• What to do
Update the records below by replacing every "pixel marker" with "coordinate point", leaving everything else unchanged.

━━━━━━━━━━━━━━━━━━━━━━━━━━━━━━

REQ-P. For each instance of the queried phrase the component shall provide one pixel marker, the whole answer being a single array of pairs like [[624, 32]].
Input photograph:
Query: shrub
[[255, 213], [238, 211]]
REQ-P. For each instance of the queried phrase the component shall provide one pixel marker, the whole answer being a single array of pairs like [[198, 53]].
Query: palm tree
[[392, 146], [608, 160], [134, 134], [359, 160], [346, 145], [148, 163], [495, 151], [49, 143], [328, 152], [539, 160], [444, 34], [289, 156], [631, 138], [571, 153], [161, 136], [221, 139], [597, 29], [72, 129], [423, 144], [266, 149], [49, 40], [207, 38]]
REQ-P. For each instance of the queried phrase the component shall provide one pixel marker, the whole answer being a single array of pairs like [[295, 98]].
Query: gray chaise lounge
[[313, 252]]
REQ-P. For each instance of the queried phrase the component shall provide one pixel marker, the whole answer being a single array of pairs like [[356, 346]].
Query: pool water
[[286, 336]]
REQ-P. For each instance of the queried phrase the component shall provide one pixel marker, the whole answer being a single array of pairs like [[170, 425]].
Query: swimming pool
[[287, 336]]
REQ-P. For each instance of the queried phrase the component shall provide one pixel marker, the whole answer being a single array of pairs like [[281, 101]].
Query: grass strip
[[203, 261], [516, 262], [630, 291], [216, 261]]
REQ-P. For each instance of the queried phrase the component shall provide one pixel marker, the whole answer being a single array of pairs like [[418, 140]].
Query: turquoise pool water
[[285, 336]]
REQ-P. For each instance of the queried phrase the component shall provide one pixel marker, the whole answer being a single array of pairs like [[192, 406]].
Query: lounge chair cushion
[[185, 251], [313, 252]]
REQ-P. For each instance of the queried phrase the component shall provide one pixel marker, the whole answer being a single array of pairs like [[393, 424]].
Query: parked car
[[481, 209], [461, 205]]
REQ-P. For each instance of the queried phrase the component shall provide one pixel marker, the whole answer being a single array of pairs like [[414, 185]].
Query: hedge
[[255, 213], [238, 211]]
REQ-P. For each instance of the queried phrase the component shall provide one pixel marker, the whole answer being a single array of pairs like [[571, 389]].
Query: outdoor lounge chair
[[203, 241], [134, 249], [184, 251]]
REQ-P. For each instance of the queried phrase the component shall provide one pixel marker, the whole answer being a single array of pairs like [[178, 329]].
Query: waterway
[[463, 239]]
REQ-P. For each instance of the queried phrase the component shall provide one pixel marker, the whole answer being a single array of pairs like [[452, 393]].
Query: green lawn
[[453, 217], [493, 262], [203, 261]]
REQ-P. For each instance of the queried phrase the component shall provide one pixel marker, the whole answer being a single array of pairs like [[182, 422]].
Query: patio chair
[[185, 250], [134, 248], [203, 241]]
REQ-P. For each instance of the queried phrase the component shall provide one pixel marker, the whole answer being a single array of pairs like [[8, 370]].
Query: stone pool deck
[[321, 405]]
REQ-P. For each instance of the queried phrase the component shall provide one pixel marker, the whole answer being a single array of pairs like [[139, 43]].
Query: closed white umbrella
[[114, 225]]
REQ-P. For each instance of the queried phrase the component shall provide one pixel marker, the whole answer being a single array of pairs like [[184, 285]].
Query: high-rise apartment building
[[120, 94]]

━━━━━━━━━━━━━━━━━━━━━━━━━━━━━━

• The response
REQ-P. For each instance of the queried phrase the component shall provide one coordinate point, the whole answer being a single array of pairs like [[624, 32]].
Input photograph:
Query: shrub
[[255, 213], [238, 211]]
REQ-P. For each instance of the queried phrase the component shall provide one coordinate point, the whole answer being a single array of pairs like [[198, 53]].
Query: palm tree
[[392, 146], [608, 160], [134, 134], [359, 160], [346, 145], [148, 163], [495, 151], [49, 143], [328, 152], [539, 160], [444, 34], [289, 156], [631, 138], [571, 153], [161, 136], [221, 139], [597, 29], [72, 129], [423, 144], [266, 149], [49, 40], [207, 38]]
REQ-P. For each instance of the queried phrase the component shall provide one coordinate point, the whole answer being a single array of pairs like [[295, 98]].
Query: gray chaise lounge
[[313, 252]]
REQ-P. For each instance of the queried phrase the component shall provide one coordinate point, the whole answer being a single array of pairs like [[356, 346]].
Query: pool water
[[286, 336]]
REQ-P. For each instance of the queried phrase the component shall provide one coordinate point, the whole answer being a single array of pairs like [[170, 425]].
Query: swimming pool
[[287, 336]]
REQ-P. For each instance of the queried phrase the component shall provide one coordinate point, the whole answer being a single array of pairs like [[281, 101]].
Query: grass strip
[[203, 261], [516, 262], [630, 291], [216, 261]]
REQ-P. For each instance of the queried phrase the component shall provide one coordinate point, the whole answer being a single array of pairs like [[418, 140]].
Query: turquoise pool water
[[285, 336]]
REQ-P. For each instance of the queried phrase the component shall provide one coordinate point, the whole answer being a single array of pairs like [[192, 406]].
Query: lounge chair cushion
[[185, 251], [313, 252]]
REQ-P. For each instance of the queried phrase the component shall provide one coordinate point, the whole answer being a single array of pairs like [[393, 424]].
Query: parked car
[[481, 209], [461, 205]]
REQ-P. For each instance of the queried phrase the component shall provide one coordinate point, the whole answer being a single array of pairs like [[414, 185]].
Query: hedge
[[255, 213], [238, 211]]
REQ-P. For each instance of the queried phrase the component shall provide one coordinate point, the whole answer being a single array of pairs like [[571, 389]].
Query: outdoor lounge chair
[[203, 241], [134, 249], [184, 251]]
REQ-P. For each instance of the queried phrase the component shall provide one coordinate point, the whole answer being a single array of pairs like [[178, 329]].
Query: waterway
[[463, 239]]
REQ-P. For each instance of the queried phrase the component shall provide one coordinate point, the whole answer being a single array of pairs like [[452, 393]].
Query: green lawn
[[453, 217], [493, 262], [203, 261]]
REQ-P. For each instance of the queried phrase the component shall provide one coordinate point, the whole answer being a single array of pairs like [[182, 422]].
Query: patio chair
[[185, 250], [134, 248], [203, 241]]
REQ-P. For each instance of the queried phrase the component shall provide one coordinate point, the whole answer being a single array of pairs like [[8, 370]].
Query: stone pool deck
[[321, 405]]
REQ-P. For each instance of the queried phrase the component shall provide one coordinate point, the whole answer being a single array of pairs like [[139, 43]].
Query: closed white umbrella
[[114, 225]]
REQ-P. For each instance of the queried phrase the component shall provide one coordinate point, the whole answer being a single array of pairs like [[184, 285]].
Query: high-rise apartment building
[[120, 94]]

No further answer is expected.